MICA homes in Donegal : ‘If our house has to be tossed, where are we going to live?’
Chrissy and Alan McCandless were ‘delighted’ when they were granted planning permission fora house extension that would hugely benefit their eldest daughter, Ruby.
Ruby (15) has spastic quadriplegic cerebral palsy, needs 24 hour care and uses a power wheelchair, so the extra space would have made a huge difference to the day to day life of her and her family.
However, the extension, along with other plans, is now in limbo, as their Gleneely home has been found to have mica. Chrissy said: “We wanted to make Ruby’s room bigger, as she doesn’t have much space, as well as put in a wet room and a carer’s room. It was to make it more accessible for her and to make life easier for her. We got the planning through, which was brilliant, but how can we start building on to a house that is full of mica?”
Chrissy, who also has Ronan (7) and Katie (2), told how the extension was needed ‘yesterday’ and she ‘doesn’t even want to think’ about when they might be able to build it.
The family moved into their home in July 2008. Last summer, they noticed cracking, but Chrissy said they debated over whether it was mica. By Halloween, they knew the answer as ‘so many’ cracks began to appear.

· · · · · · ·

REQUIRED ACTIONS
1 - Extract the passage of the article on mica homes in Donegal starting at "The family moved" and ending at "began to appear.".
2 - According to the article on mica homes in Donegal, when did the McCandless family move into their home?
3 - Proceed with the article on mica homes in Donegal from its final sentence onward.
The lines after this point are separate material with no connection to the article.

Saved data entries:
· · · · · · ·

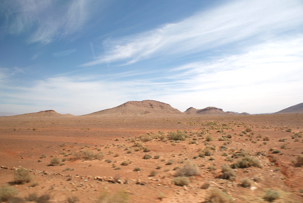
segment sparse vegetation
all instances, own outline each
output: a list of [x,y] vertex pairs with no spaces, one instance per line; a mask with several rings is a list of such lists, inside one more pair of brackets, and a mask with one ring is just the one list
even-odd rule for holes
[[7,201],[18,194],[18,192],[12,186],[5,184],[0,188],[0,202]]
[[207,199],[209,202],[213,203],[233,203],[232,198],[227,193],[218,189],[210,190],[209,195]]
[[277,191],[270,189],[265,193],[264,198],[267,201],[271,202],[278,198],[280,196],[280,194]]
[[15,184],[24,184],[29,182],[32,177],[29,171],[24,168],[19,168],[15,171],[14,182]]
[[172,179],[171,181],[176,185],[179,186],[188,185],[189,184],[188,178],[184,176],[176,177]]

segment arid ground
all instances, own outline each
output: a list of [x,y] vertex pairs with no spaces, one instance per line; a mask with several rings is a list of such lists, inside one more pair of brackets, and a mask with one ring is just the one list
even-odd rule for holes
[[[217,192],[230,202],[301,202],[302,131],[303,114],[1,118],[0,185],[25,201],[224,202],[210,198]],[[241,165],[245,157],[255,164]],[[18,184],[21,168],[31,179]],[[176,185],[187,168],[187,185]],[[275,199],[265,197],[269,189]]]

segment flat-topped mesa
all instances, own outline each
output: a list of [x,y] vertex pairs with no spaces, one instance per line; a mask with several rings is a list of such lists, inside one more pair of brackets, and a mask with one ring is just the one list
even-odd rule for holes
[[166,107],[172,108],[168,104],[166,104],[153,100],[144,100],[143,101],[129,101],[118,106],[118,107],[125,107],[127,105],[132,105],[136,106],[143,107],[147,108],[165,108]]
[[155,116],[182,114],[168,104],[153,100],[130,101],[113,108],[84,115],[84,116]]
[[221,108],[217,107],[209,106],[201,109],[198,109],[193,107],[190,107],[188,108],[184,112],[187,114],[198,114],[199,115],[249,115],[248,113],[239,114],[237,112],[234,111],[223,111]]

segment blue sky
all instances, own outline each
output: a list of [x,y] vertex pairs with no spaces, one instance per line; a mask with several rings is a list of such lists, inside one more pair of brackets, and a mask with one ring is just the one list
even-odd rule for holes
[[3,0],[0,111],[303,102],[303,2]]

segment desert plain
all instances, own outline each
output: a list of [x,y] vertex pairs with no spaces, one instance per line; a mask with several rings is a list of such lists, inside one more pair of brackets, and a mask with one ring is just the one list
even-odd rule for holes
[[[9,202],[303,201],[303,114],[36,113],[0,117]],[[30,178],[18,184],[21,168]]]

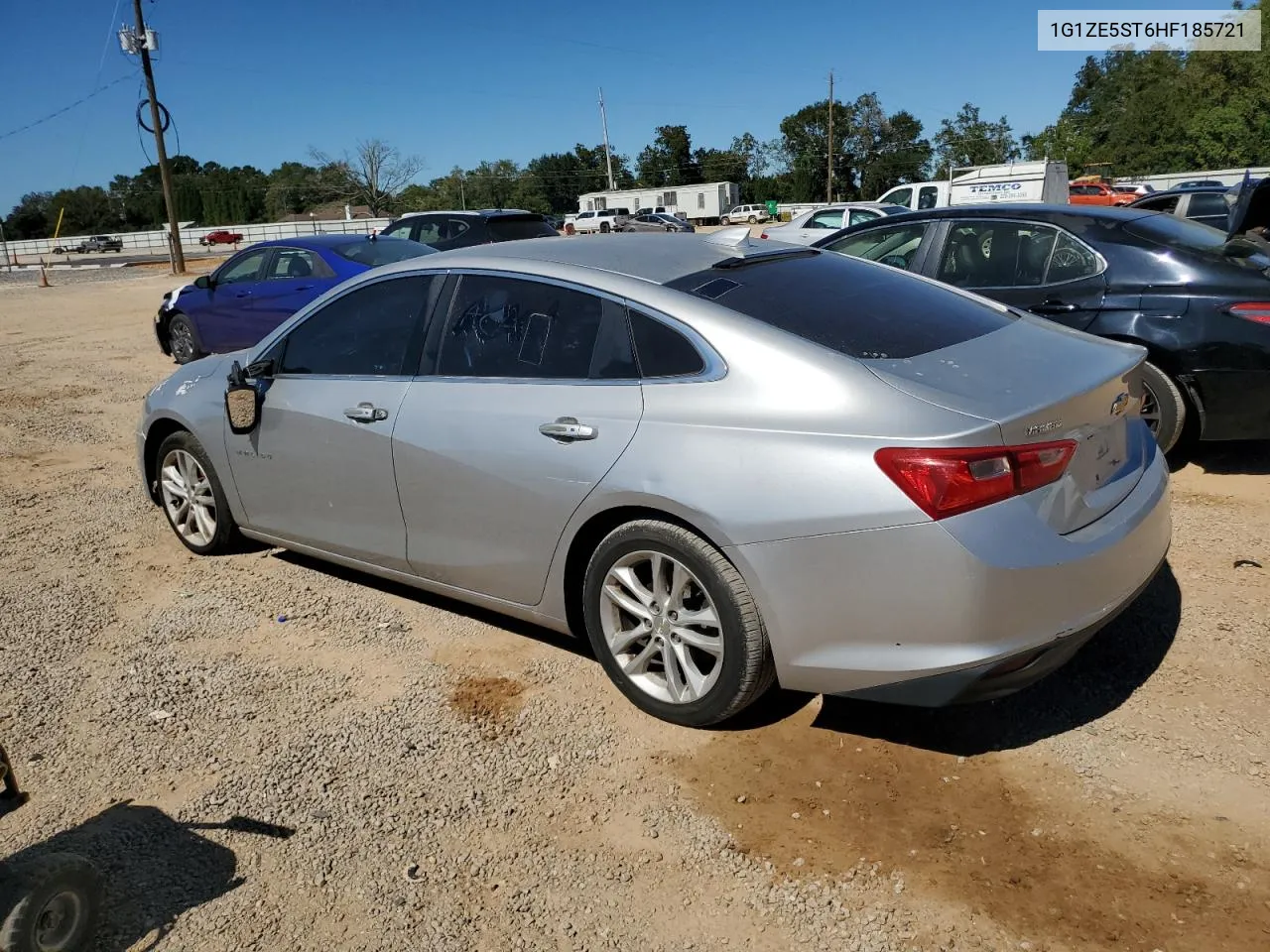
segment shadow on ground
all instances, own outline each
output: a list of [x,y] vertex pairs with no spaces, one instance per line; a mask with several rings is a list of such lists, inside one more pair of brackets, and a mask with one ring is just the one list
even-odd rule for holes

· · · · · · ·

RESULTS IN ORDER
1 -
The family moved into their home in July 2008. Last summer, they noticed cracking, but Chrissy said they debated over whether it was mica. By Halloween, they knew the answer as ‘so many’ cracks began to appear.

2 - July 2008

3 -
Testing in April confirmed it and the family is awaiting further results to determine their next step. If the house has to be demolished, they will not simply be able to move into a mobile home or other house, as wherever they live needs to be adapted for Ruby. “If our house has to be tossed, where are we going to live? Where is going to be suitable for our family needs? Where are we going to get another house that is accessible?”
Chrissy said she doesn’t believe the government has even considered how many families are facing these questions and told how a home is supposed to be a safe space.’ “I don’t think my case is worse than anyone else. But being a parent is stressful enough and that is part and parcel of becoming a parent. But, when you become a parent of a child with special needs it becomes extra stressful with everything that comes along. Our house is meant to be our safe place, where you can come back and just chill on a day to day basis - but at the minute its not. I don’t feel it and I find it hard to look at.
“I feel like, before Covid, when you went to Dublin or Letterkenny for appointments, which can be really tough, you’d think how you couldn’t wait to get home to the house. But now, you don’t have the security or feeling of safety anymore.”
Like many others, Chrissy talks about being one of the ‘lucky ones’ in that her home isn’t falling down as yet, but as issues with the scheme roll on, the cracks will begin to get worse. “The way the government is forcing some people to live is horrific,” she added.
“We need our energy and strength to care for Ruby and our other two and not use it to be fighting with government to get them to fix our houses that we already paid for.”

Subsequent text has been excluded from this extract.